START ARTICLE

Functional Data Analysis (FDA)

Advanced Statistical Methods

Treating Curves and Signals as Data Points

Functional data analysis treats entire curves, surfaces, or functions as individual observations. Basis expansions, functional PCA, and registration methods enable statistical analysis of inherently functional data.

Biomechanics — Analyze gait patterns by treating each walking cycle as a functional observation
Meteorology — Compare daily temperature profiles across weather stations as functional data
Finance — Treat intraday trading curves as functional observations for pattern recognition

FDA lets you do statistics on curves, not just numbers.

Functional data analysis treats observations as functions $x_i(t)$ defined on a continuous domain $\mathcal{T}$ (typically an interval), rather than as vectors of discrete measurements. The paradigm shift from multivariate to functional statistics arises naturally in longitudinal studies, spectrometry, kinematics, and any setting where the sampling frequency is dense relative to the underlying signal.

END ARTICLE

## WORK INSTRUCTIONS
a. Summarize the functional data analysis overview in two sentences.
b. Carry the functional data analysis overview forward from its final sentence.

START INFORMATION GIVEN

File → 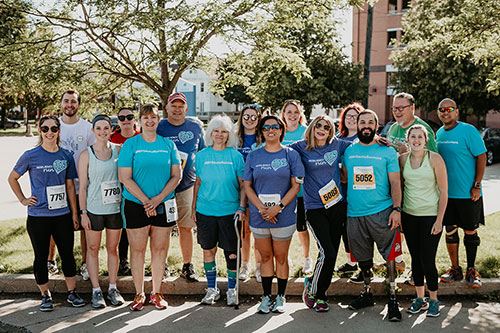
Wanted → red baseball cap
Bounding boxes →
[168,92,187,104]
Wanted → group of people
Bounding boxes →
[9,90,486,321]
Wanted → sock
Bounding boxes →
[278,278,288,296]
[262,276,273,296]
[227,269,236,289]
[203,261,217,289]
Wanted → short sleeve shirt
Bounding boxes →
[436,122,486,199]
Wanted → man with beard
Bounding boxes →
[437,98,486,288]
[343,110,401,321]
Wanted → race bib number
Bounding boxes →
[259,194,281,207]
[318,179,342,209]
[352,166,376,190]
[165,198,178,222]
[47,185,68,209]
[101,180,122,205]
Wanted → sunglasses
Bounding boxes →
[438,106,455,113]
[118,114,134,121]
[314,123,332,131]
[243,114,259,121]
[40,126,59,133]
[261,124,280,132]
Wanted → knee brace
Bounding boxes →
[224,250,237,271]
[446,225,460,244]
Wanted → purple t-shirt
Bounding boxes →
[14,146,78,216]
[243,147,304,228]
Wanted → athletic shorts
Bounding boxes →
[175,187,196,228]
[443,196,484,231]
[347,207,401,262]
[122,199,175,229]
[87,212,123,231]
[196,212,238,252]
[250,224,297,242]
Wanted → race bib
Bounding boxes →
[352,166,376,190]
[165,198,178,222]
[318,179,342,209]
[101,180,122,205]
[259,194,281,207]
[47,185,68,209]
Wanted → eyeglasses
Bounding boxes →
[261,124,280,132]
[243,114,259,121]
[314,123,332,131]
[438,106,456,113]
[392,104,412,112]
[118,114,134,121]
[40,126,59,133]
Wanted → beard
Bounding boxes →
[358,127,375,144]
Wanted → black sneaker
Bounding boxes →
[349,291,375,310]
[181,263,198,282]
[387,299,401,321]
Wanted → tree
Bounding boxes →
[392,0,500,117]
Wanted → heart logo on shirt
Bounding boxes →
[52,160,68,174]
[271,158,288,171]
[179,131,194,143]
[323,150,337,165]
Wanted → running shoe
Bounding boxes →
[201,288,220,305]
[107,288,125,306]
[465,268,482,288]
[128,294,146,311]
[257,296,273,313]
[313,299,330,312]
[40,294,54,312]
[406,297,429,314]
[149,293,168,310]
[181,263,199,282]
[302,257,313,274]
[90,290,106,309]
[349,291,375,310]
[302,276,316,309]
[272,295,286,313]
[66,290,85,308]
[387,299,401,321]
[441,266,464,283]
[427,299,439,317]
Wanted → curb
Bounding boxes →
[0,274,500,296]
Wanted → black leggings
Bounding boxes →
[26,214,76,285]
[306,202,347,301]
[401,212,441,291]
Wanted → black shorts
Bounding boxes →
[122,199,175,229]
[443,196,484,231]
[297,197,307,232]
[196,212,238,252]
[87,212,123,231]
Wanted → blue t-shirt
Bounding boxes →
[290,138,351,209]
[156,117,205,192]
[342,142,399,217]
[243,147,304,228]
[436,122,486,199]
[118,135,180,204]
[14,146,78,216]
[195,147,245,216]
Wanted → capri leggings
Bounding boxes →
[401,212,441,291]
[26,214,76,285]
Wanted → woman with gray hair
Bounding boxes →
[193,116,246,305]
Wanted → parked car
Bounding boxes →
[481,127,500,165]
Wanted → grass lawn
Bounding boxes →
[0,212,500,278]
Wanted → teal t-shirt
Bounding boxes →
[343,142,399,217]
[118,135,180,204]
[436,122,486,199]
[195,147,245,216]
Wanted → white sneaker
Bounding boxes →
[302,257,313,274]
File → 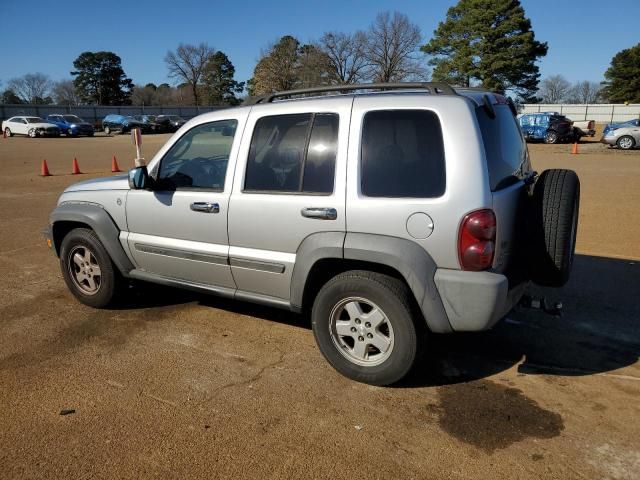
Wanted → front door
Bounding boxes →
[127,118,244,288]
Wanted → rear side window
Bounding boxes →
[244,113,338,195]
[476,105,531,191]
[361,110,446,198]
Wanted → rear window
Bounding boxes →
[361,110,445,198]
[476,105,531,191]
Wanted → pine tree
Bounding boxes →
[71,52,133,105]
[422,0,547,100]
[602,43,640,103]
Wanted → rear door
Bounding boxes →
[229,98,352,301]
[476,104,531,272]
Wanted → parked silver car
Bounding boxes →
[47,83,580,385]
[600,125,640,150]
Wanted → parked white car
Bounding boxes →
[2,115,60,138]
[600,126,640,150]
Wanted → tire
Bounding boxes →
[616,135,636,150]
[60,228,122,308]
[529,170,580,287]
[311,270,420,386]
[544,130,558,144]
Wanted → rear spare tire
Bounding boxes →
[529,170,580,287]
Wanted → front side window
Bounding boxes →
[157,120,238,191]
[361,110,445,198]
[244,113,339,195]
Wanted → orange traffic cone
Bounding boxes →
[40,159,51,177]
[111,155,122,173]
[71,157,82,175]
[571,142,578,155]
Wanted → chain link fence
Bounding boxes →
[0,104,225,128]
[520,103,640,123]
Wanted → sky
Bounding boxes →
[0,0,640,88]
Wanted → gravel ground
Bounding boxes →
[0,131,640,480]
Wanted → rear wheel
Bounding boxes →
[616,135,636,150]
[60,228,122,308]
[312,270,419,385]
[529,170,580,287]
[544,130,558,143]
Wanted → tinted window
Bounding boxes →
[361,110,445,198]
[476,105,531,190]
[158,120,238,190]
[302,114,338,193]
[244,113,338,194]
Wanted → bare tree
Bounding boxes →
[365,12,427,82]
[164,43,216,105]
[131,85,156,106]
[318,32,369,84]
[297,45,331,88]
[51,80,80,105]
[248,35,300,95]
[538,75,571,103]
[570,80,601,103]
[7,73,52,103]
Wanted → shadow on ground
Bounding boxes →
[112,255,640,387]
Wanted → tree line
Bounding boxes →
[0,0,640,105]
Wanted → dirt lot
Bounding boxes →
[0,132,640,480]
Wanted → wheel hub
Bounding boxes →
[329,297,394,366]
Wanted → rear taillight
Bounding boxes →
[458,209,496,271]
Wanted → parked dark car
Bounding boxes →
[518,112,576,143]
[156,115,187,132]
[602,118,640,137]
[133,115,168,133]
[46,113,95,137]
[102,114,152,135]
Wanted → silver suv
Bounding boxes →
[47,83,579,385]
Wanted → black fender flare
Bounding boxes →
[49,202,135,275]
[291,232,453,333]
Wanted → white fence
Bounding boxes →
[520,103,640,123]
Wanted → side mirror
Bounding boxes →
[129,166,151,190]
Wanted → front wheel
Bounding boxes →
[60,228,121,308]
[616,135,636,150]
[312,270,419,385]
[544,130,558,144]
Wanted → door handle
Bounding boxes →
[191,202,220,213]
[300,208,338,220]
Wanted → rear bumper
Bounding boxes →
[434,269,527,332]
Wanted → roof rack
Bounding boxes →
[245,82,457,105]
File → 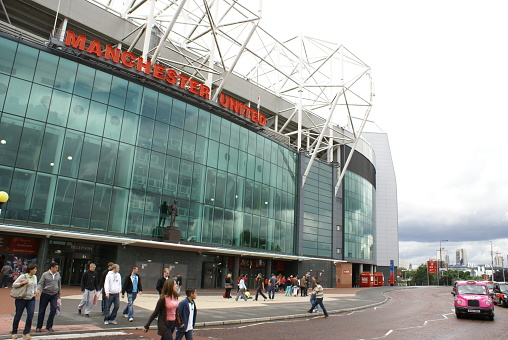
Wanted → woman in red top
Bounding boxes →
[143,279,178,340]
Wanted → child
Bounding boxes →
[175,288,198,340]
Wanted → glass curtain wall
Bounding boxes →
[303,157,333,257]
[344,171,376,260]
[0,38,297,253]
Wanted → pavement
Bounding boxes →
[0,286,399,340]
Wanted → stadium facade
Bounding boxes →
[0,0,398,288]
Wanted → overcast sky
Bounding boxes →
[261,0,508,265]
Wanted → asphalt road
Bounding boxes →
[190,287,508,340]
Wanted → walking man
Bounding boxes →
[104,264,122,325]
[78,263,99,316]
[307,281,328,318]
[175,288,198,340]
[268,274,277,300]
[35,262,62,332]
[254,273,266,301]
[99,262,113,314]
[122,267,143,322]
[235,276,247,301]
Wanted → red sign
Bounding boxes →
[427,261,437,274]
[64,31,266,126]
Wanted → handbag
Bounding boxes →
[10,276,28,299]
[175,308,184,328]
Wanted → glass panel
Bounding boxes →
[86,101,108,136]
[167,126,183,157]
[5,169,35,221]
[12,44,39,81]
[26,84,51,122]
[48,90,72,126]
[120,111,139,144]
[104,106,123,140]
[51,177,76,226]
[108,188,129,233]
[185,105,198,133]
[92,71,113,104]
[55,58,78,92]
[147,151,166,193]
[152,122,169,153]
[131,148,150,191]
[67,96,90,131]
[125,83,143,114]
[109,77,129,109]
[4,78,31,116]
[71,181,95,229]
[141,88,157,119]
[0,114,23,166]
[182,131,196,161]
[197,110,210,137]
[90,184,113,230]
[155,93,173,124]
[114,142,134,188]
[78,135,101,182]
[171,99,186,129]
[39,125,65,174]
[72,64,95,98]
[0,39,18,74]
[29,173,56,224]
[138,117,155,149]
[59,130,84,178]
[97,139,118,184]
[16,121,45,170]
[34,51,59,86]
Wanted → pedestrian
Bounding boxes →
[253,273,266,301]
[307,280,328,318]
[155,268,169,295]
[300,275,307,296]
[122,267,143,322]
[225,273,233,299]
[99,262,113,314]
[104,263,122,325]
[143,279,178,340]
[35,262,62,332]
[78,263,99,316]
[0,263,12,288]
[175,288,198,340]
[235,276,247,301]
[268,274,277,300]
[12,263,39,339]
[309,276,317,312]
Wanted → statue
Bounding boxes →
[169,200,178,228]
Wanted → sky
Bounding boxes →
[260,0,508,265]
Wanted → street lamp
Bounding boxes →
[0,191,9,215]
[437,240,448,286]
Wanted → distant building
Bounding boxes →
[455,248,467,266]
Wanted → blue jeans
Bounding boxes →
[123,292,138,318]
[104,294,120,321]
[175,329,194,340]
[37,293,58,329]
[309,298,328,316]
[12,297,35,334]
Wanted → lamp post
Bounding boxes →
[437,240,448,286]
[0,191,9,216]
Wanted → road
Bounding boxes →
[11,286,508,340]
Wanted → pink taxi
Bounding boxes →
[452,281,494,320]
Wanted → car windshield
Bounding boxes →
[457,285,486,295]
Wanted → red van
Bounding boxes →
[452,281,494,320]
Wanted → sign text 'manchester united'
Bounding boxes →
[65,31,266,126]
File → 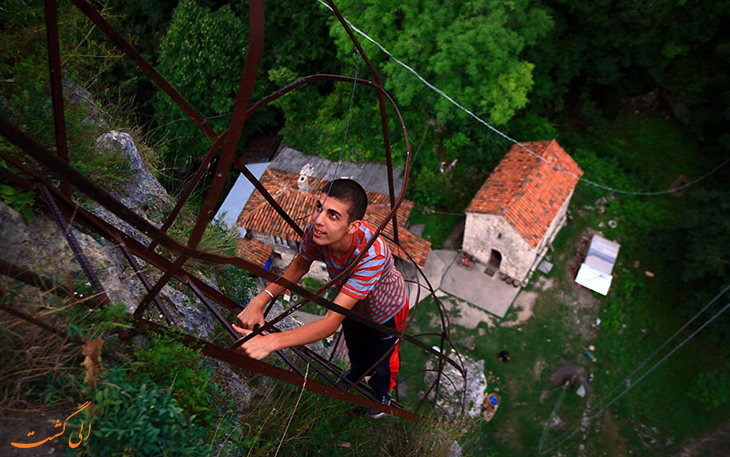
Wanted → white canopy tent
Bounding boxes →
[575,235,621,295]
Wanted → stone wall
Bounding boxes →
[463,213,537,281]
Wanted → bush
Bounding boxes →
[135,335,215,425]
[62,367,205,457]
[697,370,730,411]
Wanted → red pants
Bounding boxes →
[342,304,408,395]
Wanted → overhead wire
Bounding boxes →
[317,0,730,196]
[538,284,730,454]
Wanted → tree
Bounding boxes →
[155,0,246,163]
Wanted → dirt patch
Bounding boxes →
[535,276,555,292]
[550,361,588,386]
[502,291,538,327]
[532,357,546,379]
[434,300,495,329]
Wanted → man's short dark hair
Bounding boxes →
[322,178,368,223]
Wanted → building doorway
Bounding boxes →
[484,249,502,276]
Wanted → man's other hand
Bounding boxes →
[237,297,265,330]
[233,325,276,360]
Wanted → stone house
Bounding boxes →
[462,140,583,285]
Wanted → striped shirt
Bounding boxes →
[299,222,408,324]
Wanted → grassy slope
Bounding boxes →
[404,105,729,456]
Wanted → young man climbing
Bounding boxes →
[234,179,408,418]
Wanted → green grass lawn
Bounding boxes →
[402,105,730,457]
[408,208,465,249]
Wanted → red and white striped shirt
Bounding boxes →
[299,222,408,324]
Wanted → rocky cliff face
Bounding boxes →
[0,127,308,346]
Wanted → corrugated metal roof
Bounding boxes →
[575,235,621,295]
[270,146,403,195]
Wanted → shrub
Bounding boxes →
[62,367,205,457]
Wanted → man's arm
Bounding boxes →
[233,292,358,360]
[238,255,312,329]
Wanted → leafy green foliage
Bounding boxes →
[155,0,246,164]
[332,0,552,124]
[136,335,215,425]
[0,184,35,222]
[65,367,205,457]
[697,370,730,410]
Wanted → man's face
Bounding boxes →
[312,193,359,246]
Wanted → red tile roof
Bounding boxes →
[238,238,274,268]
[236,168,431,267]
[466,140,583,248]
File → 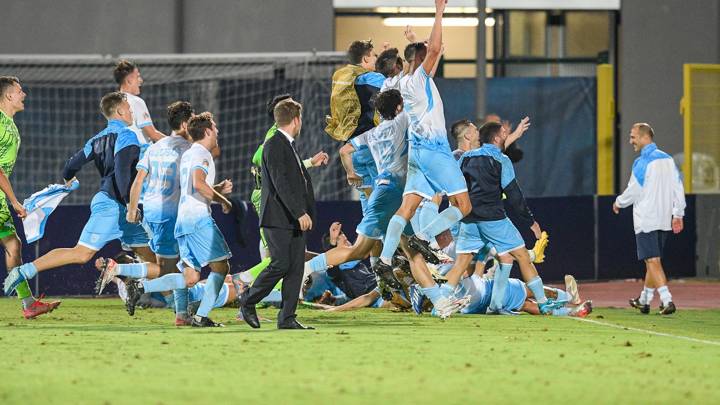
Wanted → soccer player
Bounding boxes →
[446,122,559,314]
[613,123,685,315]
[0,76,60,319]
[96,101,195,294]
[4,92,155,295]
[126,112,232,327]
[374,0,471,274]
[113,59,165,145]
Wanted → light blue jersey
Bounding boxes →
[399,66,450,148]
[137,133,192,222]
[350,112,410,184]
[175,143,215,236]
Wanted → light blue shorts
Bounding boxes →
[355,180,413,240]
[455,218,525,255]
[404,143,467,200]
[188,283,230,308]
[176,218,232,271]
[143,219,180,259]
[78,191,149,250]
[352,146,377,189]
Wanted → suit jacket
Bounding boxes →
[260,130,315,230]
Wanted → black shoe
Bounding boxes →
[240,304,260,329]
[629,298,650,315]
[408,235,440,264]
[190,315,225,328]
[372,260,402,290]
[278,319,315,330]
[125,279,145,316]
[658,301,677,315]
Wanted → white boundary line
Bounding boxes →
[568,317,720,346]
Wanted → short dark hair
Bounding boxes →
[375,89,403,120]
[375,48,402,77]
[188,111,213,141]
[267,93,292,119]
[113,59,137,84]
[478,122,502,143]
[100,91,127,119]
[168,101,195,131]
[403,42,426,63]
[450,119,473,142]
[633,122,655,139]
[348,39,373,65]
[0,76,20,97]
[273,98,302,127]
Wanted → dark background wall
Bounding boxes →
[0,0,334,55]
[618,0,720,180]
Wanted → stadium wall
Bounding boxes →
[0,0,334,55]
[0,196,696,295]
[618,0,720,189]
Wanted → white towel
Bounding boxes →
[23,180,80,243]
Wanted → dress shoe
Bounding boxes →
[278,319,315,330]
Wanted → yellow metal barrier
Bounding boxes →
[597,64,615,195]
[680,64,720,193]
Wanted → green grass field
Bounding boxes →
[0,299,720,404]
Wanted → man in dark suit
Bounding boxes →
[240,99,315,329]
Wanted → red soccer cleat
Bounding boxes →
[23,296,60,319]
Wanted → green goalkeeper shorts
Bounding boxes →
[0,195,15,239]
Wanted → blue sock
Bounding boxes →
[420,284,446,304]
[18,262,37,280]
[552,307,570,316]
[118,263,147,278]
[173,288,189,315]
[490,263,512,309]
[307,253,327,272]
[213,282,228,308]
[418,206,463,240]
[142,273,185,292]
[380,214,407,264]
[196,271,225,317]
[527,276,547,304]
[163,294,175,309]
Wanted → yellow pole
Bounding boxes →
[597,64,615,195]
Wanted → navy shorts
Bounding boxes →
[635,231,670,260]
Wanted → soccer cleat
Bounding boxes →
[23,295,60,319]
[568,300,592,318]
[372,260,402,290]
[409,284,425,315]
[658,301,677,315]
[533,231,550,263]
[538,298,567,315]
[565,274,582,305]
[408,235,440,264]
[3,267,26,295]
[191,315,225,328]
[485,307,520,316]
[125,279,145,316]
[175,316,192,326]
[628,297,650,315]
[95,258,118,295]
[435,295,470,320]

END INFORMATION GIVEN

## RESPONSES IN ORDER
a. Functional data analysis treats entire curves, surfaces, or functions defined on a continuous domain as individual observations rather than as vectors of discrete measurements, and uses basis expansions, functional PCA, and registration methods to analyze them. It applies to settings such as gait cycles in biomechanics, daily temperature profiles in meteorology, and intraday trading curves in finance, and it arises naturally wherever sampling is dense relative to the underlying signal, as in longitudinal studies, spectrometry, and kinematics.

b.
Functional Data Representation

DfFunctional Data

Functional data consists of $n$ curves $\{x_i(t): t \in \mathcal{T}\}_{i=1}^{n}$ , where each $x_i$ is a smooth function belonging to a Hilbert space $\mathcal{H} = L^2(\mathcal{T})$ with inner product $\langle x, y \rangle = \int_\mathcal{T} x(t)y(t)\,dt$ .

In practice, we observe discretized or noisy versions:

x_i(t_{ij}) = f_i(t_{ij}) + \varepsilon_{ij}, \quad j = 1, \dots, m_i

where $f_i$ is the true curve and $\varepsilon_{ij} \sim N(0, \sigma^2)$ are measurement errors. FDA begins by converting these discrete observations into smooth functional representations.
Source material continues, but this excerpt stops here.